Copy the entries below word for word, minus the pictures.

*** Materials provided

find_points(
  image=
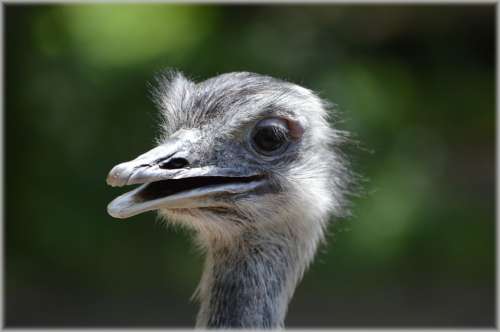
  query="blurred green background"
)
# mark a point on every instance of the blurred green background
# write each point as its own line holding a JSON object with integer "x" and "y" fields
{"x": 415, "y": 83}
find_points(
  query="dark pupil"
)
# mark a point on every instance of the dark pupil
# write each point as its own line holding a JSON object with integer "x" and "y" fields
{"x": 269, "y": 138}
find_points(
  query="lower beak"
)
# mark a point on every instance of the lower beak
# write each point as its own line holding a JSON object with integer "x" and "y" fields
{"x": 174, "y": 188}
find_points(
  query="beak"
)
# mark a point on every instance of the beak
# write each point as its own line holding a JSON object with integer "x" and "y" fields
{"x": 169, "y": 180}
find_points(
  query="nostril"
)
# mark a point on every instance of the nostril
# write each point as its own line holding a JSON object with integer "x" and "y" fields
{"x": 174, "y": 163}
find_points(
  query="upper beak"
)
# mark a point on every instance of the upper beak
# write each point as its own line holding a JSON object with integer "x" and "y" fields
{"x": 168, "y": 184}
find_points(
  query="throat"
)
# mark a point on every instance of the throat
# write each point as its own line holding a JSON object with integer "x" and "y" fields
{"x": 247, "y": 286}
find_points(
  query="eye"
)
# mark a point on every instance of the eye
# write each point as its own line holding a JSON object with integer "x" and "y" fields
{"x": 269, "y": 136}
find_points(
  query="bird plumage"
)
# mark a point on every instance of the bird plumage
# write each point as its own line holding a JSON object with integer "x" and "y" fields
{"x": 261, "y": 219}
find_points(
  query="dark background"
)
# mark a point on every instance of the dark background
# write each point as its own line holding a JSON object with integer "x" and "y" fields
{"x": 416, "y": 84}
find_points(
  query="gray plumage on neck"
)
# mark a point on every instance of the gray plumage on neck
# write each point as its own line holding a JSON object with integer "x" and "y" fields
{"x": 253, "y": 166}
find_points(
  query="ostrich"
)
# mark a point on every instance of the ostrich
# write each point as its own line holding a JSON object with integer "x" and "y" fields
{"x": 251, "y": 164}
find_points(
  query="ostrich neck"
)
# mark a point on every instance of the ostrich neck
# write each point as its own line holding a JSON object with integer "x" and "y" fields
{"x": 249, "y": 283}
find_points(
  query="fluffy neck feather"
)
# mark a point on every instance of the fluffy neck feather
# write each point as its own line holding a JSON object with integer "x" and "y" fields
{"x": 248, "y": 283}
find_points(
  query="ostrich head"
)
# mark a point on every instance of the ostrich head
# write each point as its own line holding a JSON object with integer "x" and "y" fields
{"x": 251, "y": 164}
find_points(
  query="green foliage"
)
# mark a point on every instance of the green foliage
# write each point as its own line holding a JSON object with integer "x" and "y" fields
{"x": 414, "y": 83}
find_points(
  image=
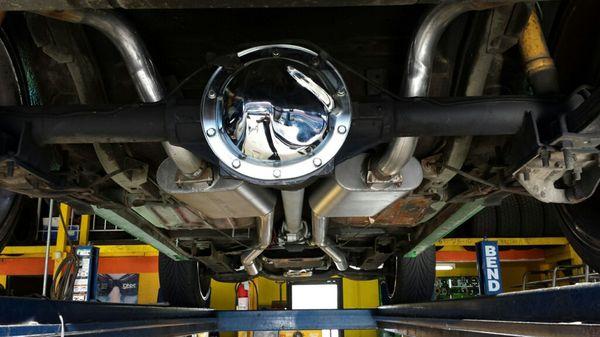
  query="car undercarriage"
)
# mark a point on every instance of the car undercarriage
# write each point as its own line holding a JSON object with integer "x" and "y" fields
{"x": 299, "y": 140}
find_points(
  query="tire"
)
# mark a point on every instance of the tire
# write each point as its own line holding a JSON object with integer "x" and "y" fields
{"x": 532, "y": 217}
{"x": 409, "y": 280}
{"x": 10, "y": 88}
{"x": 580, "y": 226}
{"x": 183, "y": 283}
{"x": 552, "y": 221}
{"x": 509, "y": 218}
{"x": 484, "y": 224}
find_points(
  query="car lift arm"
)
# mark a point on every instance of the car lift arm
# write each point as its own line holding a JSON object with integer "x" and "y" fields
{"x": 546, "y": 312}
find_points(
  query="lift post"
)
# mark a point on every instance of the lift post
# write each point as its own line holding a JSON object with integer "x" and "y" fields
{"x": 563, "y": 311}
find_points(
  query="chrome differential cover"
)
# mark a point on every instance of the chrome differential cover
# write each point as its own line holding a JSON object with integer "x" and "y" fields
{"x": 282, "y": 115}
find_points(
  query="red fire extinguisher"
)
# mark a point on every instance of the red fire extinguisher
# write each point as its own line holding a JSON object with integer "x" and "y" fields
{"x": 242, "y": 296}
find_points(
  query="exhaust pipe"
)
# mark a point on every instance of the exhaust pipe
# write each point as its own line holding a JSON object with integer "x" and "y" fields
{"x": 292, "y": 208}
{"x": 420, "y": 64}
{"x": 320, "y": 239}
{"x": 265, "y": 234}
{"x": 139, "y": 65}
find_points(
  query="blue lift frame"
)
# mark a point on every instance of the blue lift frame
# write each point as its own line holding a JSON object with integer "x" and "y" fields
{"x": 546, "y": 312}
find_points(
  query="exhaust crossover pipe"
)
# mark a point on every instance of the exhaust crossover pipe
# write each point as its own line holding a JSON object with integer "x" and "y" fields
{"x": 391, "y": 176}
{"x": 140, "y": 67}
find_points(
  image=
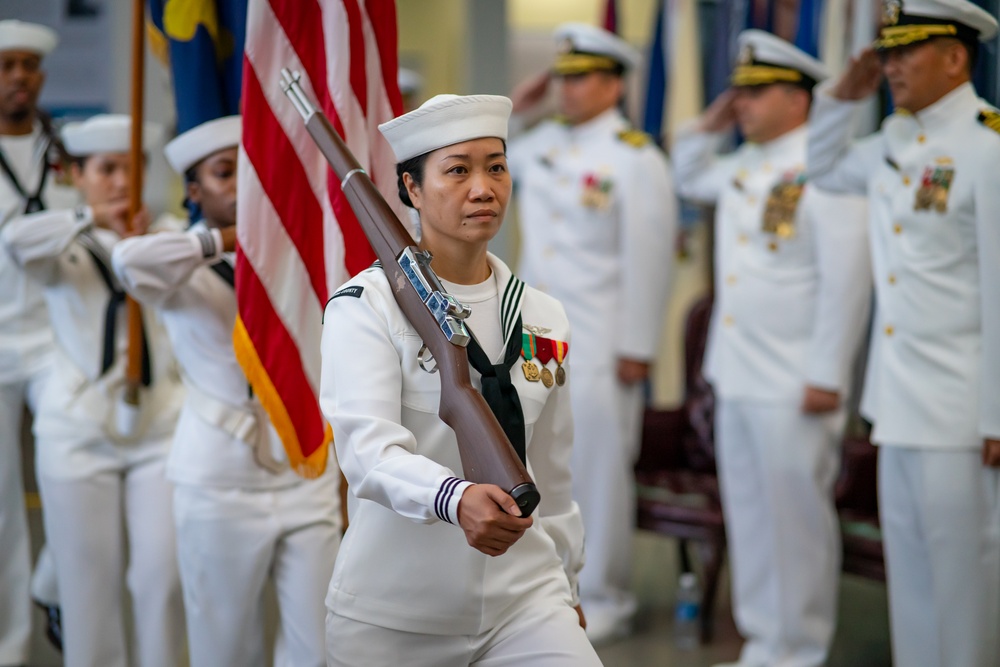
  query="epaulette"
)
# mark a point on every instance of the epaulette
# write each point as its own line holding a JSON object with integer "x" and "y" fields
{"x": 635, "y": 138}
{"x": 990, "y": 119}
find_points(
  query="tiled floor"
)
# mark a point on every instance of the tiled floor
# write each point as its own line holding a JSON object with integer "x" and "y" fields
{"x": 862, "y": 638}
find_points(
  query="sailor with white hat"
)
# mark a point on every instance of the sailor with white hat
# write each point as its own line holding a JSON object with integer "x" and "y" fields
{"x": 243, "y": 516}
{"x": 791, "y": 304}
{"x": 96, "y": 478}
{"x": 433, "y": 567}
{"x": 598, "y": 215}
{"x": 932, "y": 389}
{"x": 29, "y": 163}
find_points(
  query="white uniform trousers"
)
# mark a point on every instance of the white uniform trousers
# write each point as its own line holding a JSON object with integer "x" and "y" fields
{"x": 231, "y": 541}
{"x": 606, "y": 422}
{"x": 777, "y": 467}
{"x": 940, "y": 514}
{"x": 15, "y": 542}
{"x": 91, "y": 523}
{"x": 544, "y": 633}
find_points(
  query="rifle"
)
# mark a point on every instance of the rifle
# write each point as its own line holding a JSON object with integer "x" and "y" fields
{"x": 487, "y": 455}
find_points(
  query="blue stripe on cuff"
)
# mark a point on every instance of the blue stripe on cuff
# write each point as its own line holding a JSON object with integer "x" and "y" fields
{"x": 443, "y": 498}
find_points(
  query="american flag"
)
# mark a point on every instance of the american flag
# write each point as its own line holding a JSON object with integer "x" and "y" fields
{"x": 298, "y": 239}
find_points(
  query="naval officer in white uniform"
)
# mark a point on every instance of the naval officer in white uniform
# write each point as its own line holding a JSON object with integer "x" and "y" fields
{"x": 598, "y": 218}
{"x": 792, "y": 297}
{"x": 101, "y": 466}
{"x": 30, "y": 163}
{"x": 933, "y": 385}
{"x": 434, "y": 570}
{"x": 243, "y": 516}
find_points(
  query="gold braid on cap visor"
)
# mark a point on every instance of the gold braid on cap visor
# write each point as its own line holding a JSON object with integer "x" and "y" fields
{"x": 581, "y": 63}
{"x": 900, "y": 35}
{"x": 759, "y": 75}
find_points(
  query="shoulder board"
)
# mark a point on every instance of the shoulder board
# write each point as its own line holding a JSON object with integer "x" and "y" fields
{"x": 635, "y": 138}
{"x": 990, "y": 119}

******

* [Response to this task]:
find_points(
  image=
  query="blurred green background"
)
# mark a point on every instance of the blurred green background
# write each point as its own line holding a JSON object with integer "x" and "y" fields
{"x": 415, "y": 83}
find_points(
  query="dark pupil"
)
# mark a point on every instance of the dark pupil
# write each point as its own line holding a JSON object with integer "x" and "y" fields
{"x": 269, "y": 138}
find_points(
  query="lower beak"
)
# mark a point on every instance of the lower beak
# write each point as its own line holding a JSON object with integer "x" and "y" fields
{"x": 174, "y": 188}
find_points(
  query="beak"
)
# mark a point on every instance of the beak
# write each point as its own line holding a JSON object with integer "x" and "y" fields
{"x": 169, "y": 180}
find_points(
  query="nostril"
)
# mark a point on every instance of the nostril
# write each point as its own line holding a JSON object with integer "x" and "y" fields
{"x": 174, "y": 163}
find_points(
  query="upper beak"
)
# mark a point on every instance of the upper beak
# write each point as its own line holding a JSON object with integer "x" and "y" fields
{"x": 168, "y": 184}
find_points(
  query="throat"
)
# mark a point on every instance of the throat
# write each point as its own line holding a JSON object with integer "x" and "y" fields
{"x": 247, "y": 286}
find_points(
  query="eye"
)
# mark a point on every instance of the eye
# write each point as its own line holding a JSON object with integer "x" and "y" fields
{"x": 269, "y": 136}
find_points(
  query="bird plumage"
)
# mark a point on every instance of the bird plumage
# write each point as its own line holding a JSON object with integer "x" and "y" fields
{"x": 261, "y": 219}
find_points(
  query="dark background"
)
# mark a point on every instance of the dark background
# write each point as its own line holding a JSON object with integer "x" and "y" fields
{"x": 416, "y": 84}
find_points(
  query="gray plumage on neck"
)
# mark a point on every instance of the gray plumage on neck
# write each point as its own line holding a JSON object with integer "x" and "y" fields
{"x": 253, "y": 166}
find_points(
  query="ostrich"
)
# mark a point on every instance of the ostrich
# write each point as its own line holding a JSON object with integer "x" and "y" fields
{"x": 251, "y": 164}
find_points(
  query="ostrich neck"
)
# mark a point on every instance of the ostrich neck
# write each point as its own line holding a JSON object with integer "x" and "y" fields
{"x": 249, "y": 283}
find_points(
  query="fluffy neck feather"
)
# mark a point on every instance of the fluffy neck feather
# write each point as its own line holding a JSON object with integer "x" and "y" fields
{"x": 248, "y": 283}
find_points(
  query="ostrich head"
)
# mark a point on every instance of the ostrich head
# write each point as its own line holding a JSON object with integer "x" and "y" fields
{"x": 251, "y": 164}
find_points(
  query="green foliage"
)
# mark a point on every instance of the green foliage
# write each point as its own line holding a JSON object with integer "x" and "y" fields
{"x": 414, "y": 83}
find_points(
  image=
  query="car undercarriage"
)
# mark a point on every instance of the car undercarriage
# write each point as its own line holding a JSON object with integer "x" and "y" fields
{"x": 299, "y": 140}
find_points(
  query="tire"
)
# mark a point on every instance of the tire
# write each point as its own line holding a JSON object with integer "x" and "y" fields
{"x": 532, "y": 217}
{"x": 409, "y": 280}
{"x": 10, "y": 88}
{"x": 580, "y": 226}
{"x": 183, "y": 283}
{"x": 552, "y": 221}
{"x": 509, "y": 218}
{"x": 484, "y": 224}
find_points(
  query="car lift arm"
)
# mark a point on every instance of the car lift arm
# write each point as its own line holding a JSON object with integer "x" and "y" fields
{"x": 546, "y": 312}
find_points(
  query="lift post"
)
# mark a point on every instance of the lift post
# write each point as its own line holding a JSON object with integer "x" and "y" fields
{"x": 563, "y": 311}
find_points(
  query="chrome differential cover"
)
# mark a point on every instance of the chrome differential cover
# write each point as its own line holding a JSON object with integer "x" and "y" fields
{"x": 282, "y": 115}
find_points(
  query="red fire extinguisher"
)
# mark a point on every instance of the red fire extinguisher
# write each point as its own line holding a JSON object with integer "x" and "y" fields
{"x": 242, "y": 296}
find_points(
  query="exhaust pipe"
)
# mark a point on every instance of the exhaust pipe
# write each point as its own line holding a JSON object with integer "x" and "y" fields
{"x": 292, "y": 208}
{"x": 420, "y": 64}
{"x": 320, "y": 239}
{"x": 265, "y": 234}
{"x": 139, "y": 65}
find_points(
  query="blue lift frame"
)
# mark a point on every instance of the blue lift frame
# write each point as its own line holding a JSON object with integer "x" and "y" fields
{"x": 546, "y": 312}
find_points(
  query="exhaust crossover pipe"
)
# mark a point on every instance of the exhaust crossover pipe
# write each point as its own line holding a JSON object with integer "x" and "y" fields
{"x": 391, "y": 176}
{"x": 140, "y": 67}
find_points(
  image=
  query="epaulette"
)
# mark a point on every instance of the epaulette
# write each point as its own line holding a JSON object with integer "x" and "y" fields
{"x": 635, "y": 138}
{"x": 990, "y": 119}
find_points(
  query="tiled floor"
)
# mark a point on every instance of the tiled floor
# write each point as its own line holding a JSON object with integer "x" and "y" fields
{"x": 862, "y": 638}
find_points(
  query="sailor with white hat"
)
# mark a point on every instance of the sailor with white hat
# write each point as its own line holding a JSON object with integer "x" and "y" fields
{"x": 243, "y": 516}
{"x": 791, "y": 304}
{"x": 96, "y": 478}
{"x": 433, "y": 567}
{"x": 598, "y": 215}
{"x": 932, "y": 389}
{"x": 29, "y": 163}
find_points(
  query="white uniform trousers"
)
# mark a point on every instance of the white uniform trousers
# write each point as its own line holding a JSON object with integer "x" and "y" fields
{"x": 231, "y": 541}
{"x": 606, "y": 422}
{"x": 777, "y": 467}
{"x": 940, "y": 514}
{"x": 15, "y": 542}
{"x": 91, "y": 523}
{"x": 544, "y": 633}
find_points(
  query="rifle"
)
# mark a point on every instance of the rifle
# write each point as its own line holding a JSON object with integer "x" and "y" fields
{"x": 487, "y": 455}
find_points(
  query="blue stripe on cuff"
)
# mark a point on every instance of the blue stripe on cuff
# write each point as its own line holding a JSON object with integer "x" and "y" fields
{"x": 443, "y": 498}
find_points(
  query="american flag"
)
# mark a point on every instance of the american flag
# write each point as its own line holding a JSON object with integer "x" and "y" fields
{"x": 298, "y": 239}
find_points(
  query="naval officer in white uniform"
)
# mark a point on every instance of the naval officer in white uniform
# write each point as its own line holding a JSON object with integer "x" and "y" fields
{"x": 598, "y": 218}
{"x": 792, "y": 297}
{"x": 101, "y": 466}
{"x": 30, "y": 163}
{"x": 933, "y": 385}
{"x": 434, "y": 570}
{"x": 243, "y": 516}
find_points(
  query="gold braid on cap visor"
)
# mark a point on every instance of the gold braid on cap visor
# write each point as its own line holding a JSON object with integer "x" and "y" fields
{"x": 581, "y": 63}
{"x": 900, "y": 35}
{"x": 759, "y": 75}
find_points(
  query="shoulder board"
)
# mark a point on every instance of the shoulder board
# write each point as its own line holding a JSON object with integer "x" and "y" fields
{"x": 635, "y": 138}
{"x": 990, "y": 119}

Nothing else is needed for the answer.